**Problem to work on**
Reproduce only the lines that run from the line with "Kindly place a point on the pillow" to the last line of the material, both ends included, exactly as they appear.

[Part of a data file]
::::::::::
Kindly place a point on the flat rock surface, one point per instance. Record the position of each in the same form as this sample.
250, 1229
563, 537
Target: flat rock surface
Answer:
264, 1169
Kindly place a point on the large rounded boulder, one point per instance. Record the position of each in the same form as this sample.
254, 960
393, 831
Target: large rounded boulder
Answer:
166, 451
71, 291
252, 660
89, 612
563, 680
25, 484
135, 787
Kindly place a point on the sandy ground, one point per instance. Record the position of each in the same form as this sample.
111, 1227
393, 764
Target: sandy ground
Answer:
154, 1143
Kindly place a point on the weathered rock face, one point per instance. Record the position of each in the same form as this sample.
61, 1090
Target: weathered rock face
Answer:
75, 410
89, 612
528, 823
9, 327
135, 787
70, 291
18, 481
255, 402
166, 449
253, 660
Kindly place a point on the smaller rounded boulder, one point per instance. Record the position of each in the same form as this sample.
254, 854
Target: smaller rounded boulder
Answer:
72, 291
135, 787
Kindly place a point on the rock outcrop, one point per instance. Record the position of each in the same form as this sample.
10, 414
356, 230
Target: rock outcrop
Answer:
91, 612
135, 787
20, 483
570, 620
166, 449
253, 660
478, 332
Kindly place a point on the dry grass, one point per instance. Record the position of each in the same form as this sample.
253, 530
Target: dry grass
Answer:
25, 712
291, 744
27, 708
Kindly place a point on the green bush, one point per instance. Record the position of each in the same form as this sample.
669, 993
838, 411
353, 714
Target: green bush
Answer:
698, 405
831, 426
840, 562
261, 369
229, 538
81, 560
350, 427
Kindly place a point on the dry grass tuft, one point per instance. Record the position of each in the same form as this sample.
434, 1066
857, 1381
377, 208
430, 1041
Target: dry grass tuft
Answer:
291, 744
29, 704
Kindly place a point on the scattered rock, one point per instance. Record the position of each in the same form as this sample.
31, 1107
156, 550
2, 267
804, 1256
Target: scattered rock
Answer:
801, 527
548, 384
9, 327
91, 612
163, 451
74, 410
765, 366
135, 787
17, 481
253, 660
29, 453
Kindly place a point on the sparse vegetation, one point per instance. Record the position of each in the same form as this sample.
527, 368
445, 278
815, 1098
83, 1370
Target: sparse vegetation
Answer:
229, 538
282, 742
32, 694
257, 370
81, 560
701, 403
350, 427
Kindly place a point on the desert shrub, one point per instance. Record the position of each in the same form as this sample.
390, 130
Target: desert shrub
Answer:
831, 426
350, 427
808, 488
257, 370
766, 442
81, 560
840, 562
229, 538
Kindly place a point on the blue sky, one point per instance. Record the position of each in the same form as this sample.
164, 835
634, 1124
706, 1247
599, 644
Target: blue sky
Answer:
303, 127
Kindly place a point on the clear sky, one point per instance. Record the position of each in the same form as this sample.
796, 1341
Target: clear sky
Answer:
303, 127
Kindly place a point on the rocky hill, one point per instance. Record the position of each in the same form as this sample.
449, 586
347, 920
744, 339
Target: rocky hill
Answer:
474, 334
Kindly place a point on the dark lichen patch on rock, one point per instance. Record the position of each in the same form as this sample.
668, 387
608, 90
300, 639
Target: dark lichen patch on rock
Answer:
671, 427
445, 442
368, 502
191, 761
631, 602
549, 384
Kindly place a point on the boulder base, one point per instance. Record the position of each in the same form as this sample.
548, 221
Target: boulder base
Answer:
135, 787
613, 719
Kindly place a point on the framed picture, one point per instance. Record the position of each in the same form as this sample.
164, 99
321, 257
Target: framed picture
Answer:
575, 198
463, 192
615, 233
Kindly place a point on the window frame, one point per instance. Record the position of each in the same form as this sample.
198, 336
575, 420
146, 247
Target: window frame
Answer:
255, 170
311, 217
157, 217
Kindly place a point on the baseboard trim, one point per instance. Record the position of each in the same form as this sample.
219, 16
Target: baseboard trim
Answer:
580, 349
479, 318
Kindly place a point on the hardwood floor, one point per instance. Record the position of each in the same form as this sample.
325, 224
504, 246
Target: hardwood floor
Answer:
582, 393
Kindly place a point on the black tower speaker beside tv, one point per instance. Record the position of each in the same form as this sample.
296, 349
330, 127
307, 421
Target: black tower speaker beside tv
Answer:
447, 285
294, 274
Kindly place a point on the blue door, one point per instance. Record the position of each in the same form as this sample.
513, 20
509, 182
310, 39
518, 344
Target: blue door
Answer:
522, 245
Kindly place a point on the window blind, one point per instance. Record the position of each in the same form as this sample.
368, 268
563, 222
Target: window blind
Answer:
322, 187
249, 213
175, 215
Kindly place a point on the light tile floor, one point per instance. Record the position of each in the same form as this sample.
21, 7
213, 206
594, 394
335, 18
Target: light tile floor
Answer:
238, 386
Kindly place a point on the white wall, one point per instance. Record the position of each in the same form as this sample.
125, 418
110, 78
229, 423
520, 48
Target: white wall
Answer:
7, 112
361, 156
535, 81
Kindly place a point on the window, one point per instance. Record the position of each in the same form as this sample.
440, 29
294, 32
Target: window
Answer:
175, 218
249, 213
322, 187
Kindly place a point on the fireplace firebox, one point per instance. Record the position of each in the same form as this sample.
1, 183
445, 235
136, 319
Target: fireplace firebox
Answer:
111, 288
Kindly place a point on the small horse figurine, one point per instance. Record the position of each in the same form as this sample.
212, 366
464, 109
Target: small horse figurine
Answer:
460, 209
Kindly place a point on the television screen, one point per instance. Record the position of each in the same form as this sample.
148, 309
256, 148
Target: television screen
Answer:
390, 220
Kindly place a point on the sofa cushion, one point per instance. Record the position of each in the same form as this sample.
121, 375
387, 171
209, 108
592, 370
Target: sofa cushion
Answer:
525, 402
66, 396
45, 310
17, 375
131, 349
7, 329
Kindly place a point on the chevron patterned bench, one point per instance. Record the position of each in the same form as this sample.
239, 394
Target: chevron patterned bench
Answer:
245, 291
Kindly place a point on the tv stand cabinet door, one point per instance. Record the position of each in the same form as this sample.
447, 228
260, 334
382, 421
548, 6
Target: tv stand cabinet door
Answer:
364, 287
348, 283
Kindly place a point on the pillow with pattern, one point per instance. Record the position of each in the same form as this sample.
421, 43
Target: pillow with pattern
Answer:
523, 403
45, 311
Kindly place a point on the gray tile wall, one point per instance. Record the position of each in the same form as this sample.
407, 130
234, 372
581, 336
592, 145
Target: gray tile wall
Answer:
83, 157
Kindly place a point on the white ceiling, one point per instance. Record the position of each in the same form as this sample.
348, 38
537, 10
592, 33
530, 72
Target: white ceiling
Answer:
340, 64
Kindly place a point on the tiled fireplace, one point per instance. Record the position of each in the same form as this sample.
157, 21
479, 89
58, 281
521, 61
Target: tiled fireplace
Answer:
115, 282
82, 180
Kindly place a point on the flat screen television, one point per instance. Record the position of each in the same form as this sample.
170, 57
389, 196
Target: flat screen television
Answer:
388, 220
::::::::::
**Result of the task**
Kindly place a point on the pillow with pattern, one point per instance. Record the position of each in the same form as this sample.
421, 43
Target: pillow with pattern
Answer:
523, 403
45, 311
Kindly place a point on the gray tile wall, one point per instance. Record the position of each in the same form as this sample.
407, 130
234, 372
581, 336
592, 145
Target: gray tile wall
Answer:
83, 157
Kindly place a point on the white ceiling, one point per instance. Record the position of each in the same form as this sample.
348, 38
537, 10
592, 33
530, 72
Target: white ceiling
Answer:
340, 64
Kindly place a point on the tiled fireplace, one point per instance. Record the position of each in the same form as this sample.
157, 21
479, 89
58, 281
521, 61
Target: tiled fireplace
Answer:
115, 282
82, 180
Kindly place a point on the flat screen television, one point per instance. Record the position of each in the same form as this sample.
170, 57
389, 196
Target: flat screen television
Answer:
388, 220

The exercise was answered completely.